| Problem requirements |
Reproduce every line of the data, exactly and without its pictures.
====== Dataset entries ======
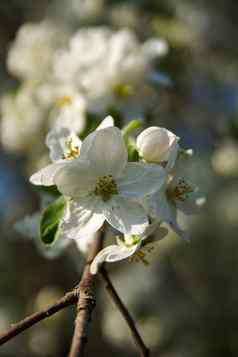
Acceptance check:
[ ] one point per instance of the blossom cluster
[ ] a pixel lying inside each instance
(63, 76)
(100, 185)
(103, 175)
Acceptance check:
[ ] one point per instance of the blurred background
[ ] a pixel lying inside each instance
(185, 301)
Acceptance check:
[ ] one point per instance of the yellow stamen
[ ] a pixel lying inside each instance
(106, 187)
(63, 101)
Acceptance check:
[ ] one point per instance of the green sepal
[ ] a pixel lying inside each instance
(132, 125)
(133, 154)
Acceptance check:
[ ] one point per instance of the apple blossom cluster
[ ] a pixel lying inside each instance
(101, 184)
(65, 77)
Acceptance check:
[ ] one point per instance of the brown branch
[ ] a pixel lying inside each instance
(69, 299)
(86, 301)
(143, 350)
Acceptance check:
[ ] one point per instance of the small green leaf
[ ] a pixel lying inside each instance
(133, 154)
(53, 190)
(132, 125)
(49, 223)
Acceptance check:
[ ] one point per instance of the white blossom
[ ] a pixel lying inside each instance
(129, 246)
(158, 145)
(110, 68)
(176, 195)
(30, 55)
(21, 120)
(64, 143)
(103, 185)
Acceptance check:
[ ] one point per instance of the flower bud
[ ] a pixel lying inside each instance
(156, 144)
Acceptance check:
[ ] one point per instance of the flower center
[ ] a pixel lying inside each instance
(181, 191)
(123, 90)
(106, 187)
(64, 100)
(131, 240)
(72, 150)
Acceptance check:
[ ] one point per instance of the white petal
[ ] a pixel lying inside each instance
(192, 204)
(84, 242)
(141, 179)
(106, 150)
(172, 156)
(46, 176)
(106, 123)
(112, 253)
(126, 216)
(75, 179)
(56, 141)
(85, 218)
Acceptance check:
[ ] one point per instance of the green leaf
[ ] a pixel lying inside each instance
(92, 122)
(49, 223)
(133, 154)
(132, 125)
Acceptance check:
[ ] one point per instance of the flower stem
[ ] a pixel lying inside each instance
(143, 350)
(86, 301)
(68, 299)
======
| Response |
Acceptance check:
[ ] one point per instance of the blossom cluster
[ ] a pixel lying inside each instance
(63, 76)
(100, 185)
(103, 175)
Acceptance check:
[ ] one point per instance of the blurred background
[ ] a pixel lying inside each instance
(185, 301)
Acceptance check:
[ ] one point per instance of the yellow stamen
[ ] a pixel lying inside each instance
(106, 187)
(63, 101)
Acceptance check:
[ ] one point per instance of the green sepal
[ ] a pixel lying inside each instance
(132, 125)
(133, 154)
Acceptance check:
[ ] one point per instance of the apple blossom cluster
[ ] a pixel lying inside each instance
(101, 184)
(65, 77)
Acceptance check:
[ ] one point per instance of the brown branch
[ ] a pixel lying inside each instance
(69, 299)
(86, 301)
(143, 350)
Acceptance check:
[ ] one point per instance of the small green leaf
[ ] a pixel lying inside each instance
(133, 154)
(53, 190)
(132, 125)
(49, 223)
Acceptance check:
[ ] one point per instance of the white blossom
[ ] a pixel lying inside each instance
(129, 246)
(158, 145)
(110, 68)
(176, 195)
(30, 55)
(21, 120)
(64, 143)
(103, 185)
Acceptance check:
[ ] one point per instance of the flower bud
[ ] a pixel lying inside each instance
(156, 144)
Acceptance check:
[ ] one point per instance of the flower center
[ ] a pixel lying inside each instance
(181, 191)
(123, 90)
(106, 187)
(64, 100)
(131, 240)
(72, 150)
Acceptance check:
[ ] one point per instance of the white petal
[ ] a pixel lying inside each instance
(192, 204)
(84, 242)
(141, 179)
(106, 150)
(172, 156)
(46, 176)
(106, 123)
(112, 253)
(126, 216)
(75, 179)
(56, 141)
(85, 218)
Acceptance check:
[ ] one point per instance of the green leaf
[ ] a pixel lying inside each instance
(92, 122)
(49, 223)
(133, 154)
(132, 125)
Acceptance check:
[ ] one point per instance of the flower stem
[ ] a pixel lying inside each instance
(143, 350)
(86, 301)
(68, 299)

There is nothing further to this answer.